— begin WORKING DATA —

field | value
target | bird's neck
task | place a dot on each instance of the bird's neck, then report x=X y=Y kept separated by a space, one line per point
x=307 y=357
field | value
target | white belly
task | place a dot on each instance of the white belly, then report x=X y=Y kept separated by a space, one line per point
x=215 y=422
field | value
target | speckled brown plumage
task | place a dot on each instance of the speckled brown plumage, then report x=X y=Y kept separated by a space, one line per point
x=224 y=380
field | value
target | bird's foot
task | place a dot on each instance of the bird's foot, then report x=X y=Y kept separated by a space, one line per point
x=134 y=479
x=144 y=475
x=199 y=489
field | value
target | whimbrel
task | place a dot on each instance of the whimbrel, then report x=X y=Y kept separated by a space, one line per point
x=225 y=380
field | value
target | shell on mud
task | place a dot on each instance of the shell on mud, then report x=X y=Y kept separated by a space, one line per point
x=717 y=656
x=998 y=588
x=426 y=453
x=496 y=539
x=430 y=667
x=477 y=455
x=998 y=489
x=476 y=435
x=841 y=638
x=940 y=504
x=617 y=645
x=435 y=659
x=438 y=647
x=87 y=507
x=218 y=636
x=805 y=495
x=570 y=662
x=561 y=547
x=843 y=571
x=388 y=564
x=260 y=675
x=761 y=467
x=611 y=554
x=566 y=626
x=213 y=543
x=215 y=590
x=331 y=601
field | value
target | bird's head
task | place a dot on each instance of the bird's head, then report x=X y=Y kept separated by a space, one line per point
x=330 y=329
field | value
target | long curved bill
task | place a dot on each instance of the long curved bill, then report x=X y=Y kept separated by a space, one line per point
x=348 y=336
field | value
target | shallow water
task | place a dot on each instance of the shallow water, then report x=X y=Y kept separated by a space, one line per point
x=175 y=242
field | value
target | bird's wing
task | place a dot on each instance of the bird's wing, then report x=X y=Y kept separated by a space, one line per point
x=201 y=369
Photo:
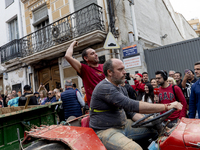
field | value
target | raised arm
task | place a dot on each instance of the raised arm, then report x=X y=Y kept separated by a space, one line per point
x=73 y=62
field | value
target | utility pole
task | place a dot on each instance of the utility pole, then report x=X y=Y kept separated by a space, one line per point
x=131 y=3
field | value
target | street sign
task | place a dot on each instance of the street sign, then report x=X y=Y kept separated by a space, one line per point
x=132 y=62
x=110 y=42
x=130 y=50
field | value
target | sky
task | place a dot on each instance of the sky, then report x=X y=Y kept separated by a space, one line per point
x=188 y=8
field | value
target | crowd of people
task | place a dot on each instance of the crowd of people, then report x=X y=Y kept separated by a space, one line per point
x=73 y=100
x=112 y=101
x=114 y=104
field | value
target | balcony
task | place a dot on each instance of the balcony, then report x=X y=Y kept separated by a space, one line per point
x=75 y=25
x=10 y=50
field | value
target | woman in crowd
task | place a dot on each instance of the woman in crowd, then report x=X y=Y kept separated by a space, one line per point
x=171 y=81
x=154 y=83
x=43 y=97
x=149 y=95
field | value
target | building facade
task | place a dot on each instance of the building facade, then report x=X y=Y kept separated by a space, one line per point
x=195 y=25
x=47 y=27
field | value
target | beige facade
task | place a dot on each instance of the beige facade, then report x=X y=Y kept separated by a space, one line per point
x=56 y=8
x=46 y=61
x=195 y=25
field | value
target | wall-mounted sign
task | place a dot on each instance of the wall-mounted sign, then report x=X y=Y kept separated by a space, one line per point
x=110 y=42
x=132 y=62
x=130 y=50
x=65 y=63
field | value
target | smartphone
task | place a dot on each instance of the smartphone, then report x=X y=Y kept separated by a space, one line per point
x=127 y=77
x=186 y=71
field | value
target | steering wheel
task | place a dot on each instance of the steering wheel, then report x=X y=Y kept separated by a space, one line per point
x=154 y=121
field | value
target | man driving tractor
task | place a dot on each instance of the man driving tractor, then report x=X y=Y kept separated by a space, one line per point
x=108 y=107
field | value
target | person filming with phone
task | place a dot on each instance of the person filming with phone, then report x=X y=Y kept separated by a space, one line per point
x=187 y=83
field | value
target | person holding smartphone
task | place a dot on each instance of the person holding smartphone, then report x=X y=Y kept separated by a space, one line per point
x=187 y=83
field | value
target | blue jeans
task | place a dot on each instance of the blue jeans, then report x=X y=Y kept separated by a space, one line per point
x=123 y=139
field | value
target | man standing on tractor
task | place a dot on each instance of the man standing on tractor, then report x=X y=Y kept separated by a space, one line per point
x=194 y=103
x=92 y=73
x=108 y=106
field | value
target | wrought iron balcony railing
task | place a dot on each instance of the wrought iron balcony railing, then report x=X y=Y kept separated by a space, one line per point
x=83 y=21
x=10 y=50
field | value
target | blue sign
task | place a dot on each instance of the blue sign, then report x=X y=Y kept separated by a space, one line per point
x=130 y=50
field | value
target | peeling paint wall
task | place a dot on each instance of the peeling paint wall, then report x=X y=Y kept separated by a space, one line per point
x=15 y=77
x=7 y=14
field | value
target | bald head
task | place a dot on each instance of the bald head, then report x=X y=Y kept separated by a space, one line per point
x=114 y=71
x=110 y=64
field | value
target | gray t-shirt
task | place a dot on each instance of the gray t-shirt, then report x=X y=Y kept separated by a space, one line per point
x=107 y=96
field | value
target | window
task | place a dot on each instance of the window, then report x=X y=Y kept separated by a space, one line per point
x=12 y=50
x=8 y=2
x=194 y=27
x=41 y=20
x=13 y=29
x=41 y=17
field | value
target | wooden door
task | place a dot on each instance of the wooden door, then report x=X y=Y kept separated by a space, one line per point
x=50 y=77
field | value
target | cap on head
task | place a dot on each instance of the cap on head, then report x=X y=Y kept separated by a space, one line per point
x=140 y=75
x=68 y=83
x=27 y=88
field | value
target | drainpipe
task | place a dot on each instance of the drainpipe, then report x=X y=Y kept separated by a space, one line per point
x=131 y=3
x=20 y=13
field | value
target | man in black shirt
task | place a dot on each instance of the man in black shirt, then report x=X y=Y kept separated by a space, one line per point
x=187 y=83
x=109 y=104
x=22 y=99
x=178 y=78
x=145 y=77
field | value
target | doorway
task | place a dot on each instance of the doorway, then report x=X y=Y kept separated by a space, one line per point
x=50 y=78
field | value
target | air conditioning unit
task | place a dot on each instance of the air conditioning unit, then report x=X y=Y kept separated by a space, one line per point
x=5 y=76
x=30 y=69
x=59 y=36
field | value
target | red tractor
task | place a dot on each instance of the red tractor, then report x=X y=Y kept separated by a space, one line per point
x=183 y=136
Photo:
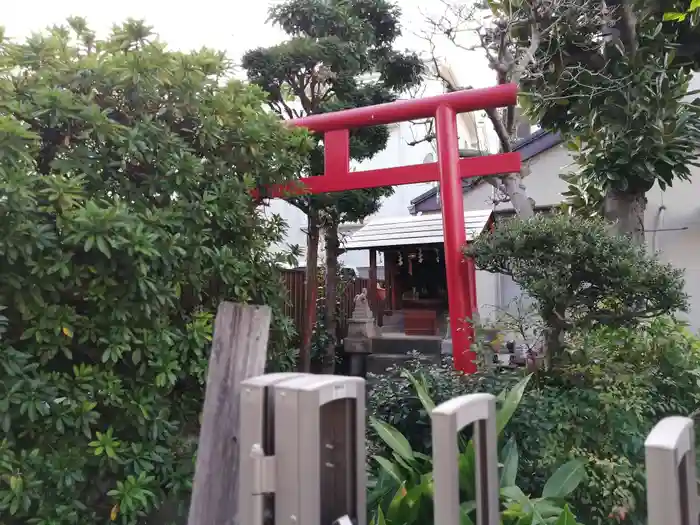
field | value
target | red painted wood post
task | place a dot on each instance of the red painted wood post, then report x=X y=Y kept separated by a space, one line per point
x=449 y=170
x=460 y=271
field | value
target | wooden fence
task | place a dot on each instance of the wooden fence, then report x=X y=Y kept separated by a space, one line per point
x=289 y=449
x=296 y=289
x=312 y=428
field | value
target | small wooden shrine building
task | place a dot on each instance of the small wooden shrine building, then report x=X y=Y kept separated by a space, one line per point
x=413 y=297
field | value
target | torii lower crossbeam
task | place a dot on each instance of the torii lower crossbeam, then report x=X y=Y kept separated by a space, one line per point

— end WORKING DATA —

SHORT PROBLEM -
Put the lines above into a numbered list, leaving out any blank lines. Omit the pictures from your answer.

CORRECT ANSWER -
1. field | value
2. target | bird's neck
3. task | place a dot on each instance of the bird's neck, then report x=X y=Y kept separated by a space, one line per point
4. x=307 y=357
5. field | value
6. target | white belly
7. task | place a dot on each instance of the white belly, then report x=X y=Y kept separated by a space, one line per point
8. x=215 y=422
9. field | value
10. target | speckled brown plumage
11. task | place a dot on each instance of the speckled brown plumage, then report x=X y=Y kept separated by a space, one line per point
12. x=224 y=380
13. field | value
14. target | bird's foot
15. task | place a dot on each instance of the bird's foot, then report x=X y=Y kept separated by a space, one line per point
16. x=134 y=479
17. x=144 y=475
18. x=199 y=489
19. field | value
20. target | whimbrel
21. task | place a dot on each instance of the whimbrel, then report x=X y=Y kept separated by a space, one line per point
22. x=225 y=380
23. field | value
24. target | shell on mud
25. task | place a dot on each instance of the shell on mud, then report x=X y=Y kept separated by a space, one line per point
26. x=717 y=656
27. x=998 y=588
28. x=426 y=453
29. x=496 y=539
30. x=430 y=667
31. x=477 y=455
32. x=998 y=489
33. x=476 y=435
34. x=841 y=638
35. x=940 y=504
36. x=617 y=645
37. x=435 y=659
38. x=438 y=647
39. x=87 y=507
40. x=218 y=636
41. x=805 y=495
42. x=570 y=662
43. x=561 y=547
44. x=843 y=571
45. x=388 y=564
46. x=260 y=675
47. x=761 y=467
48. x=611 y=554
49. x=566 y=626
50. x=213 y=543
51. x=215 y=590
52. x=331 y=601
53. field | value
54. target | bird's head
55. task | place a dot on each instance of the bird's head, then report x=X y=Y kept separated by a space, one line per point
56. x=330 y=329
57. field | value
58. target | long curved bill
59. task | place a dot on each instance of the long curved bill, then report x=X y=Y kept separated by a space, one line per point
60. x=348 y=336
61. field | value
62. target | shallow water
63. task | place a dot on each instance of the shallow water, then report x=X y=Y kept separated by a space, one line per point
64. x=175 y=242
65. field | value
66. target | bird's wing
67. task | place a dot on each instance of the bird's wing, then report x=X y=Y kept separated by a space, one line per point
68. x=201 y=369
69. Photo:
70. field | value
71. target | raised arm
72. task | place a dot on each instance of the raised arm, then report x=X y=Y kept separated by a space, one line per point
73. x=73 y=62
74. field | value
75. target | utility pole
76. task | place a dot on each instance of the utility pole, then report x=X y=Y kept separated by a space, one line per point
77. x=131 y=3
78. field | value
79. target | street sign
80. task | place a dot on each instance of the street sign, then report x=X y=Y kept separated by a space, one line per point
81. x=132 y=62
82. x=110 y=42
83. x=130 y=50
84. field | value
85. target | sky
86. task | place a dot on each instance of the sky, then report x=X y=Y kept separated by a space, one line per point
87. x=188 y=8
88. field | value
89. target | crowd of people
90. task | place a dot on each instance of the crowd of people, then report x=X y=Y kept separated by a space, one line per point
91. x=73 y=100
92. x=112 y=101
93. x=114 y=104
94. field | value
95. target | balcony
96. task | place a dot on each instance of the balcony, then report x=X y=Y kept separated by a space, one line per point
97. x=75 y=25
98. x=10 y=50
99. field | value
100. target | woman in crowd
101. task | place a dot on each instance of the woman in crowd, then report x=X y=Y kept separated by a space, one line per point
102. x=171 y=81
103. x=154 y=83
104. x=43 y=97
105. x=149 y=95
106. field | value
107. target | building facade
108. task | place a dot on each instance of the building facade, then report x=X y=Y kept separated by a space, one line per point
109. x=195 y=25
110. x=47 y=27
111. field | value
112. target | beige facade
113. task | place a dot on each instance of the beige facade, then report x=X y=Y kept separated by a space, one line per point
114. x=56 y=8
115. x=46 y=61
116. x=195 y=25
117. field | value
118. target | wall-mounted sign
119. task | place a dot on each instance of the wall-mounted sign, then report x=X y=Y kept separated by a space, one line per point
120. x=110 y=42
121. x=132 y=62
122. x=130 y=50
123. x=65 y=63
124. field | value
125. target | smartphone
126. task | place a dot on each instance of the smartphone, then report x=X y=Y kept separated by a space, one line per point
127. x=127 y=77
128. x=186 y=71
129. field | value
130. target | steering wheel
131. task | place a dot on each instance of the steering wheel, then report x=X y=Y kept separated by a space, one line per point
132. x=154 y=121
133. field | value
134. target | man driving tractor
135. task | place a dot on each instance of the man driving tractor, then report x=X y=Y kept separated by a space, one line per point
136. x=108 y=107
137. field | value
138. target | person filming with phone
139. task | place a dot on each instance of the person filming with phone, then report x=X y=Y kept separated by a space, one line per point
140. x=187 y=83
141. field | value
142. target | person holding smartphone
143. task | place a dot on each instance of the person holding smartphone, then report x=X y=Y kept separated by a space, one line per point
144. x=187 y=83
145. field | value
146. target | blue jeans
147. task | place a dot on each instance of the blue jeans, then report x=X y=Y kept separated by a space, one line per point
148. x=123 y=139
149. field | value
150. target | man standing on tractor
151. task | place a dot on each instance of the man standing on tractor, then report x=X y=Y kept separated by a space, one line per point
152. x=194 y=103
153. x=92 y=73
154. x=108 y=106
155. field | value
156. target | wrought iron balcony railing
157. task | place a dot on each instance of the wrought iron balcony railing, then report x=X y=Y kept separated by a space, one line per point
158. x=83 y=21
159. x=10 y=50
160. field | value
161. target | blue sign
162. task | place a dot on each instance of the blue sign, then report x=X y=Y kept separated by a space, one line per point
163. x=130 y=50
164. field | value
165. target | peeling paint wall
166. task | place a dot on each instance of the peeling paint wall, then report x=X y=Y kept separated by a space, one line per point
167. x=15 y=77
168. x=7 y=14
169. field | value
170. target | bald head
171. task | place a dot on each instance of the bald head, then report x=X y=Y kept separated by a space, one line per point
172. x=114 y=71
173. x=110 y=64
174. field | value
175. target | gray t-shirt
176. task | place a dot on each instance of the gray t-shirt, then report x=X y=Y kept separated by a space, one line per point
177. x=107 y=96
178. field | value
179. target | window
180. task | place a dot on each instance of the window, then report x=X y=Y kept separated by a space, one line per point
181. x=12 y=50
182. x=8 y=2
183. x=194 y=27
184. x=41 y=20
185. x=13 y=29
186. x=41 y=17
187. field | value
188. target | wooden door
189. task | place a dot on each instance of the wooden door, then report x=X y=Y kept separated by a space, one line per point
190. x=50 y=77
191. field | value
192. target | cap on head
193. task | place a dot on each instance of the cap on head, then report x=X y=Y kept separated by a space, one line per point
194. x=140 y=75
195. x=68 y=83
196. x=27 y=88
197. field | value
198. target | drainpipe
199. task | place a dot on each instance of the drainpipe, then report x=X y=Y kept separated by a space, one line per point
200. x=131 y=3
201. x=20 y=13
202. field | value
203. target | man in black shirt
204. task | place a dot on each instance of the man in black shirt, then report x=X y=Y kept separated by a space, one line per point
205. x=187 y=83
206. x=109 y=104
207. x=22 y=99
208. x=178 y=78
209. x=145 y=77
210. field | value
211. target | doorway
212. task | place a dot on each instance of the doorway, then report x=X y=Y kept separated by a space, one line per point
213. x=50 y=78
214. field | value
215. target | air conditioning unit
216. task | place a dot on each instance of the air conditioning unit, then report x=X y=Y kept separated by a space, one line per point
217. x=5 y=76
218. x=30 y=69
219. x=59 y=36
220. field | value
221. target | red tractor
222. task | place a dot on each instance of the red tractor, then report x=X y=Y kept separated by a space, one line per point
223. x=183 y=136
224. Photo:
225. field | value
226. target | red painted wood post
227. task | place a dot on each instance of the red painted wood post, then report x=X y=Y kept separated by a space, one line per point
228. x=449 y=170
229. x=460 y=271
230. field | value
231. target | wooden fence
232. task | place a dot on each instance of the wooden fence, then report x=X y=Y kept separated by a space, one line per point
233. x=289 y=449
234. x=296 y=289
235. x=312 y=428
236. field | value
237. target | small wooden shrine building
238. task | place a dot on each instance of the small wooden shrine building, then report x=X y=Y kept separated by a space, one line per point
239. x=413 y=297
240. field | value
241. target | torii lower crossbeam
242. task | place a dot on each instance of the torii lower crossbeam, then report x=X y=Y kept separated by a space, one line per point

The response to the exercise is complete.